Extract the records verbatim, starting with the line that contains "Could you point out the statue's bare" and ending with the last line of the records, with both ends included.

**** PROVIDED DATA

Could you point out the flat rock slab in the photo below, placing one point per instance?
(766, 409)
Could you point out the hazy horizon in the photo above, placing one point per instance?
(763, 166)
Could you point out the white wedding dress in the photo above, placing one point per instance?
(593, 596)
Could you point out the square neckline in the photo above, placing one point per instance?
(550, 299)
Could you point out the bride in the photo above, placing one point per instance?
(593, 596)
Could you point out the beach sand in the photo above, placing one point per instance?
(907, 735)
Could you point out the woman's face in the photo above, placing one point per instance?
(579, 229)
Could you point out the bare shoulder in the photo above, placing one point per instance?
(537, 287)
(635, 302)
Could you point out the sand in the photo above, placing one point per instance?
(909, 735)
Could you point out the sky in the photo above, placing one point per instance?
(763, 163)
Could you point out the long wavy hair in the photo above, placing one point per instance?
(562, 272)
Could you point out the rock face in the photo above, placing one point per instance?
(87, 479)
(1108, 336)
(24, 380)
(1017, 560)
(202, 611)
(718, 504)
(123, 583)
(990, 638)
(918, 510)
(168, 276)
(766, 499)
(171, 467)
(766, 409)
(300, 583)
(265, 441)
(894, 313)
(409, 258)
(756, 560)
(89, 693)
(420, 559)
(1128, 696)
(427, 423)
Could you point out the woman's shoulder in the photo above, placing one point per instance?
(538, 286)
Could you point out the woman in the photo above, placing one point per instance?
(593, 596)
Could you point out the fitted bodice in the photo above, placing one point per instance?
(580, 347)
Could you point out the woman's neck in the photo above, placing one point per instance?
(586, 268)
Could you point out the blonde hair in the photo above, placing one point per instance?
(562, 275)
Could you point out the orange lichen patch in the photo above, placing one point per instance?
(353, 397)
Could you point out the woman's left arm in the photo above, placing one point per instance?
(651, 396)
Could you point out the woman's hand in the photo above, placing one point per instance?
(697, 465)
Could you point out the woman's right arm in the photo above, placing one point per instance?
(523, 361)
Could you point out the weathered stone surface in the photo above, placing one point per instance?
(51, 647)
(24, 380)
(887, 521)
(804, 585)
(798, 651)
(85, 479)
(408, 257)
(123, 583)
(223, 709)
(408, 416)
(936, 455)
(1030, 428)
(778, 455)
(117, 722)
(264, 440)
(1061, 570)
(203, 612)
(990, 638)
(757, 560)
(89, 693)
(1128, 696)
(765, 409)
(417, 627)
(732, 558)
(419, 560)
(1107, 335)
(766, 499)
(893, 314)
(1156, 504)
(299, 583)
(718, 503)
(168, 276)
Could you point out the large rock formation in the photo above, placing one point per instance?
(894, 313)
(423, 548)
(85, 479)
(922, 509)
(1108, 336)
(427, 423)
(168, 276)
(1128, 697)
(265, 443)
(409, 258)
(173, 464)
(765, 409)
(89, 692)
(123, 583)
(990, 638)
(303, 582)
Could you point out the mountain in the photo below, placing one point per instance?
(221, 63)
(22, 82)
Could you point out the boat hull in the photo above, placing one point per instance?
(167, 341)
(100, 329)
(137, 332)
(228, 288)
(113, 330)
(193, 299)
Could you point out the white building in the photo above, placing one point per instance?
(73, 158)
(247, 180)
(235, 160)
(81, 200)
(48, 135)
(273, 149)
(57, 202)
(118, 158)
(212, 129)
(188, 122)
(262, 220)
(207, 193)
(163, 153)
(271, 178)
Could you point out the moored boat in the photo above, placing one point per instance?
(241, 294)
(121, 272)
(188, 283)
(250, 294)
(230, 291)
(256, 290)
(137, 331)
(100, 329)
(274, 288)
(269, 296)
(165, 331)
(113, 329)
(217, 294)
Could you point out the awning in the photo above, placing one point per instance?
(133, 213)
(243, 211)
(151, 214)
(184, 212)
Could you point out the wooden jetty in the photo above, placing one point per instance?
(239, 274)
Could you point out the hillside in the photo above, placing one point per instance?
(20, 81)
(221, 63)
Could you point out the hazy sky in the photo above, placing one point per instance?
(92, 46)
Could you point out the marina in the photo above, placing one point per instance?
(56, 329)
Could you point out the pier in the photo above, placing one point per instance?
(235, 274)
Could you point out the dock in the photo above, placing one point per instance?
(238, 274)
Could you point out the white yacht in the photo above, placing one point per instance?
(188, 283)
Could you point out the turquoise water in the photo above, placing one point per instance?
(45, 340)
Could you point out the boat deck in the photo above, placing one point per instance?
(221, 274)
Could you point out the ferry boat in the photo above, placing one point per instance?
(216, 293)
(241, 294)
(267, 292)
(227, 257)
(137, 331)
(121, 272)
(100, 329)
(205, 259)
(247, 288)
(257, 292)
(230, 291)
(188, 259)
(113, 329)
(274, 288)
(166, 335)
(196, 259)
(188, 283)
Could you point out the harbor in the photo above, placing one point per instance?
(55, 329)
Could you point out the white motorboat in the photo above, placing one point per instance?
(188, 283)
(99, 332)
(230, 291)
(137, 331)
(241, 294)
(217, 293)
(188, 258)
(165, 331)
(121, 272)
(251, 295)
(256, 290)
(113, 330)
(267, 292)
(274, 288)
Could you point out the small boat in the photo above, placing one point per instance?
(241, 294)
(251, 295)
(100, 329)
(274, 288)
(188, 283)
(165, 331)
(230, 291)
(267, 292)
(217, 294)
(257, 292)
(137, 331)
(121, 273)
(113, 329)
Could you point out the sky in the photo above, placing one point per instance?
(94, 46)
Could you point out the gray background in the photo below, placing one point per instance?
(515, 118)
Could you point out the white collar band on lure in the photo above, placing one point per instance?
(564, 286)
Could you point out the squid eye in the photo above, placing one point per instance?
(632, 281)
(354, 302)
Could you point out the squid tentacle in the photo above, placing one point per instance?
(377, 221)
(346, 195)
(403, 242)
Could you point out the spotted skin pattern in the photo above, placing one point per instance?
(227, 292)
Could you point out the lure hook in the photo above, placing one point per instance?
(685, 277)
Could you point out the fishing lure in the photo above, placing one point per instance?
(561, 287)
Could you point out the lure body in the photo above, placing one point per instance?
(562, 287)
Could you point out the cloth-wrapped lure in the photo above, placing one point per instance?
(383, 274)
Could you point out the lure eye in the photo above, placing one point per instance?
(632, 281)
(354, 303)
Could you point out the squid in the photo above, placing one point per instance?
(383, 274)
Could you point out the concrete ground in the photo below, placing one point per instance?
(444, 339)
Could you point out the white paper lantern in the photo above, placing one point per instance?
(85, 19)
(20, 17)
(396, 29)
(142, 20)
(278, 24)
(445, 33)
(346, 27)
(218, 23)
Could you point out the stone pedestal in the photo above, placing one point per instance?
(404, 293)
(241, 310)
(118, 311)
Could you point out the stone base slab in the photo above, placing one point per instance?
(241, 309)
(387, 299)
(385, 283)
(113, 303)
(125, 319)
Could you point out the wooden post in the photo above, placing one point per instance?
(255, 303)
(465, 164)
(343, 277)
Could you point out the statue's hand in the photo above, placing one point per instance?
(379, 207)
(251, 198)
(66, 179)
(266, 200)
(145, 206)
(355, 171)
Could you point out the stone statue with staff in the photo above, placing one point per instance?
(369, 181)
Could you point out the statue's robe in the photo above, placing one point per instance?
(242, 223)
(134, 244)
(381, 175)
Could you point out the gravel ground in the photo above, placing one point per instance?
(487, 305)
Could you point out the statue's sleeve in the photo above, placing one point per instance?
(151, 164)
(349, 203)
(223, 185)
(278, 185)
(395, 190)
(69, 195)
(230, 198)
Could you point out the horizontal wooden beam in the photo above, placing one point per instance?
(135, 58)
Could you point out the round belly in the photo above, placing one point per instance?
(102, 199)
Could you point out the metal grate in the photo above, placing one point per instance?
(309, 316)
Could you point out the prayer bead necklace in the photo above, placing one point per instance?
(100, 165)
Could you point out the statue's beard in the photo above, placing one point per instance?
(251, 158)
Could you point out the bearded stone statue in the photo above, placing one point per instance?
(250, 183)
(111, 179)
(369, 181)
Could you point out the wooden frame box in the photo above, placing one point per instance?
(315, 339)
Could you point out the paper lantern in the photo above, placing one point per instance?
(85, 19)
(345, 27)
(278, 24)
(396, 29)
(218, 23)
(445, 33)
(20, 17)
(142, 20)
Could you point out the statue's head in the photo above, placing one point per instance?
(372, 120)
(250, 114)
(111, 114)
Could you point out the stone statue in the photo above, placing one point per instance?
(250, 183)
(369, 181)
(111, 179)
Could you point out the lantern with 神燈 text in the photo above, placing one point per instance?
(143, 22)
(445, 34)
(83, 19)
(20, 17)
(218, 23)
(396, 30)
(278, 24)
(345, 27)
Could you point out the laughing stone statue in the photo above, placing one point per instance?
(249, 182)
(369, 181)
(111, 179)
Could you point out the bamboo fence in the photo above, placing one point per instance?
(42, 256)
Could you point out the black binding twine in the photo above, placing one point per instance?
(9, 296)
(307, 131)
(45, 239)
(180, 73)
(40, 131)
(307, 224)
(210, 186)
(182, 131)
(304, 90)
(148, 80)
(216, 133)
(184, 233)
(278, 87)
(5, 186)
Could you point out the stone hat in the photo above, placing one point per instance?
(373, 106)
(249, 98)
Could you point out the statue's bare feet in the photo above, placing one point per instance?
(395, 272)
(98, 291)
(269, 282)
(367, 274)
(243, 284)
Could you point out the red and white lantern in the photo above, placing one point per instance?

********

* RESULT OF THE TASK *
Could you point out the statue's bare feet in the photo above, placing one point per instance?
(395, 272)
(98, 291)
(269, 282)
(367, 274)
(243, 284)
Could you point out the red and white lantern in the photo above, placing one point per instance?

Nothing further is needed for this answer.